▶ [OBJECTIVE]
Please repeat the lines below word for word, leaving the pictures out.

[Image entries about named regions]
►

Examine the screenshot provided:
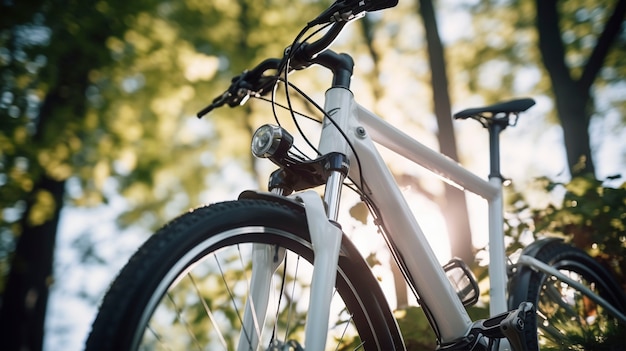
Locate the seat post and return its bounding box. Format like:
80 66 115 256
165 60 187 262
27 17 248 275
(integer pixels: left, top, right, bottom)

◄

▶ [EXERCISE SOLUTION]
Examine the screenshot provided:
Locate the seat post and return its bounding box. Format like:
80 66 115 256
165 60 187 262
27 17 248 275
(integer pixels: left, top, right, bottom)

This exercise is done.